Objectifs:
1. Recopiez sans rien changer le passage de la critique en vers de La maison des jeux qui va de « Déroulant dans ses » jusqu'à « l’oeil d’un autiste ? ».
2. Traduisez en anglais ce vers de la critique en vers de La maison des jeux : « Buvez encore un verre et répondez ensuite. »
3. Répondez aux questions suivantes d'après la critique en vers de La maison des jeux.
(a) Qui est l'auteure de la trilogie ?
(b) À quelle date la critique a-t-elle été publiée ?
(c) Comment s'appelle la femme présentée dans la partie « Le Serpent » ?

Extrait source:
La maison des jeux, l'intégrale
de Claire North

critiqué par Froidmont, le 7 août 2025
(Laon - 34 ans)


La note:  étoiles
La trilogie réunie
Tout va s’ouvrir sur un aveu
Sur le rapport de North au jeu,
Lieu de plaisir et de refuge
Qu’un tas de règles ignifuge
Contre cet incendie social,
Changeant, mouvant, parfois bestial.
Pour cette jeune enfant autiste
En qui germe une graine artiste,
L’apport immense des échecs
Lui permit d’être face aux « mecs »
Non plus fille mais adversaire,
Détachée du monde binaire.

Le Serpent

Qui dirait qu’une femme,
Même pas une dame,
Petite fleur bourgeoise
Silencieuse et qui toise

Ne peut être la reine
Dans une vaste arène
Où se font les empires
Et se défont les rires ?

Thene en est la preuve.
Double de North en veuve ?
Elle observe et calcule,
Avance et puis recule

Garde son avantage
Ou cède un petit gage
Avec l’œil plein de glace
Guettant le bon espace,

Puis le vise et s’engouffre.
Peu lui chaut si l’on souffre,
Seule vaut la victoire,
Les lauriers de la gloire.

Le ton tout d’abord frappe :
Le « vous » et « nous » s’attrapent,
Le narrateur se terre,
Tout nimbé de mystère.

Nous sommes personnages,
Présents dans les parages,
Peut-être des arbitres
Observant par les vitres.

Un bon point à l’entame,
Mais qui décroît en gamme,
Car aucune réponse
Ne l’éclaircit d’une once.

Cette tache est légère,
Plus lourde est la dernière.
Déroulant dans ses pages
De nombreux personnages

Perçus comme des pièces
Et brossés en vitesse,
Rien ne nous y attache,
Même Thene s’y gâche.

Ce froid qui me résiste,
Est-ce l’oeil d’un autiste ?
Claire North voulait-elle
La peindre comme telle ?

Le Voleur

Dans l’ombre et la fumée, cache-toi, je te suis.
Quand je t’aurai touché, à mon tour je te fuis.

Le plus vif de nous deux gagnera ce qu’est l’autre :
Voici ce qui est mien, risquez ce qui est vôtre.

Je mise ma jeunesse, misez vos souvenirs.
Vous en moi, je serai impossible à saisir.

Buvez encore un verre et répondez ensuite.
Acceptez-vous l’enjeu ? Oui ? Commençons de suite !

Données brutes:
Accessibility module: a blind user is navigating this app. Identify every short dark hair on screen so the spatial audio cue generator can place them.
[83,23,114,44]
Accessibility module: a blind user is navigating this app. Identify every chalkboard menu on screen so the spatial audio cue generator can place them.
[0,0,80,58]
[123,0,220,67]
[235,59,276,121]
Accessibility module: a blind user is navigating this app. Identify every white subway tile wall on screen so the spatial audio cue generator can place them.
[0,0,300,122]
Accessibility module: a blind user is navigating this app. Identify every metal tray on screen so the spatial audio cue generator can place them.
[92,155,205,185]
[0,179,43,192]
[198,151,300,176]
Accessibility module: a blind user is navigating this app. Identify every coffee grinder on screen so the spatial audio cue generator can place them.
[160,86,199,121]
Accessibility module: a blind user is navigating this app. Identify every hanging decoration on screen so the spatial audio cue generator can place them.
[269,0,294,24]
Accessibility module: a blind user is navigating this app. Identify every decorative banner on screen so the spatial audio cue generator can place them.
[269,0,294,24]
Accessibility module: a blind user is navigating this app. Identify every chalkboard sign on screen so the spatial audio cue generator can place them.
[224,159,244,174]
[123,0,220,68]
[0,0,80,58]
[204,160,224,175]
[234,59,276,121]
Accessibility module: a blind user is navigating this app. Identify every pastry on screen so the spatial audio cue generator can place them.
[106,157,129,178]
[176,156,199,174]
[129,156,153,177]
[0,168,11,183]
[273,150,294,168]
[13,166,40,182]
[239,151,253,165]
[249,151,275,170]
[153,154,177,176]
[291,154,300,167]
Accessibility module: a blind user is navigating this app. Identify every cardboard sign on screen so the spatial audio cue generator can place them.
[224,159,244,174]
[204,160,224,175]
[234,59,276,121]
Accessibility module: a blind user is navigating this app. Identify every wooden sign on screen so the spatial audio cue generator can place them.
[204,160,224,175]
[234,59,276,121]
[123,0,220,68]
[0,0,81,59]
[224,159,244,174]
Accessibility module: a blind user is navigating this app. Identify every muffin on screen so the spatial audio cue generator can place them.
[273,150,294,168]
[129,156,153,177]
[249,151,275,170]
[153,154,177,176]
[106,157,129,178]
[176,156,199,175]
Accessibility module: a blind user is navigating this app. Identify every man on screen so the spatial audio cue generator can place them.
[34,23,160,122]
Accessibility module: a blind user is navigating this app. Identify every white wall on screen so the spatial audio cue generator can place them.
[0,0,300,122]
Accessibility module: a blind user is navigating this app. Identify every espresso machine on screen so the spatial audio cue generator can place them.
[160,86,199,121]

Résultats de l'exercice:
1.
Déroulant dans ses pages
De nombreux personnages

Perçus comme des pièces
Et brossés en vitesse,
Rien ne nous y attache,
Même Thene s’y gâche.

Ce froid qui me résiste,
Est-ce l’oeil d’un autiste ?

2. Have another drink and then answer.

3.
(a) Claire North.
(b) Le 7 août 2025.
(c) Thene.